EXTRACT:
=====

The entire attic space therefore operates at a negative pressure
when the air in the attic is warmed, which negative pressure no one
region of the eave vents can relieve. The volume of the attic
therefore acts as a large manifold, conveying that negative air
pressure to every corner of the attic.
[0019] Eave vents are provided in all areas of the roof, providing
paths for ambient air to enter the attic. The resistance to air
flow of the eave vents is selected to allow entry of ventilation
air but not to allow so much air to enter that the negative
pressure under the roof is relieved at any location. The resistance
to air flow of the eave vents is selected to be substantially
greater than the resistance to air flow of the ridge vent because,
for a pitched roof, the length of the eaves for a roof generally is
considerably greater than the length of the ridge. The length of
the eave vents therefore generally is much greater than the ridge
vents.
[0020] Both the ridge vent and the eave vent are composed of a
corrugated plastic. The corrugations of the plastic define multiple
elongated channels through which air passes.
[0021] The eave vent features an eave vent intake opening defined
by the open ends of the multiple elongated channels that are
exposed to the air outside the roof. The eave vent also features an
eave vent discharge opening exposed to the air in the attic through
a roof deck vent opening proximal to the eave.
[0022] The ridge vent features a ridge vent discharge opening that
is exposed to the air outside the attic and defined by the open
ends of the multiple elongated channels. The ridge vent also
features a ridge vent intake opening communicating through the roof
deck at a roof deck ridge opening proximal to the ridge. The
discharge opening of the ridge vent and the intake opening of the
eave vent are defined by the open ends of the multiple elongated
channels defined by the corrugated plastic.
[0023] A fabric filter covers the discharge opening of the ridge
vent and the intake opening of the eave vent. The fabric filter is
composed of a fabric that wraps about each of the soffit and the
ridge vent and is attached to both the top and the bottom of the
soffit and of the ridge vent. Any suitable attachment means may be
utilized, such as an adhesive bond or a thermal weld.
[0024] The fabric of the fabric filter is selected to allow water
to pass through the fabric. The fabric is wettable and allows
moisture to wick through the fabric and to wet both sides of the
fabric, while preventing substantially all droplets of water from
traveling through the fabric. Water that has passed through the
fabric moves by gravity from the top to the bottom of the fabric.
In so doing, the water entrains and carries off dust collected on
both the inside and outside surfaces of the fabric. The fabric
therefore allows the water to wash the dust from both the inside
and the outside surfaces of the fabric, preventing blinding of the
fabric filter.

=====

RECORD EXCERPTS:

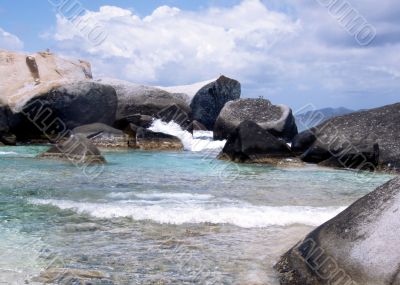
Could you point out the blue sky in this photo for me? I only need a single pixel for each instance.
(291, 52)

=====

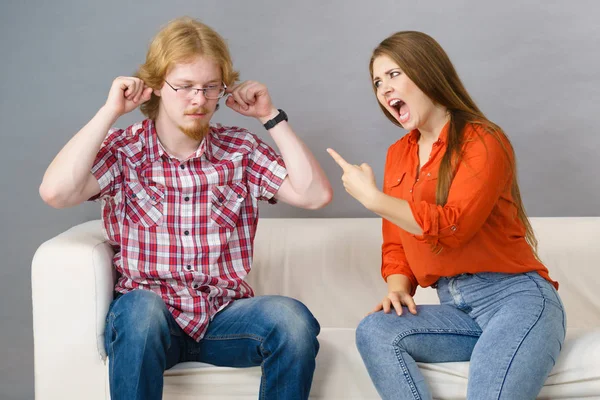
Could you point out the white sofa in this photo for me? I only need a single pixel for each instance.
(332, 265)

=====

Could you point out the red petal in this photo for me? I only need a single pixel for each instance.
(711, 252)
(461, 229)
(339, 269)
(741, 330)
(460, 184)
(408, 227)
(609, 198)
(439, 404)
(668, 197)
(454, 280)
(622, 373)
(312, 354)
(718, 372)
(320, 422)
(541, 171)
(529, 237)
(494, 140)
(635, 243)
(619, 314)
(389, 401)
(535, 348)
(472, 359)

=====

INSTRUCTION: Transcribe the passage of the roof vent text from "[0019] Eave vents" to "which air passes." word for word. The items come from a separate source and have nothing to do with the roof vent text.

COMPLETED EXERCISE:
[0019] Eave vents are provided in all areas of the roof, providing
paths for ambient air to enter the attic. The resistance to air
flow of the eave vents is selected to allow entry of ventilation
air but not to allow so much air to enter that the negative
pressure under the roof is relieved at any location. The resistance
to air flow of the eave vents is selected to be substantially
greater than the resistance to air flow of the ridge vent because,
for a pitched roof, the length of the eaves for a roof generally is
considerably greater than the length of the ridge. The length of
the eave vents therefore generally is much greater than the ridge
vents.
[0020] Both the ridge vent and the eave vent are composed of a
corrugated plastic. The corrugations of the plastic define multiple
elongated channels through which air passes.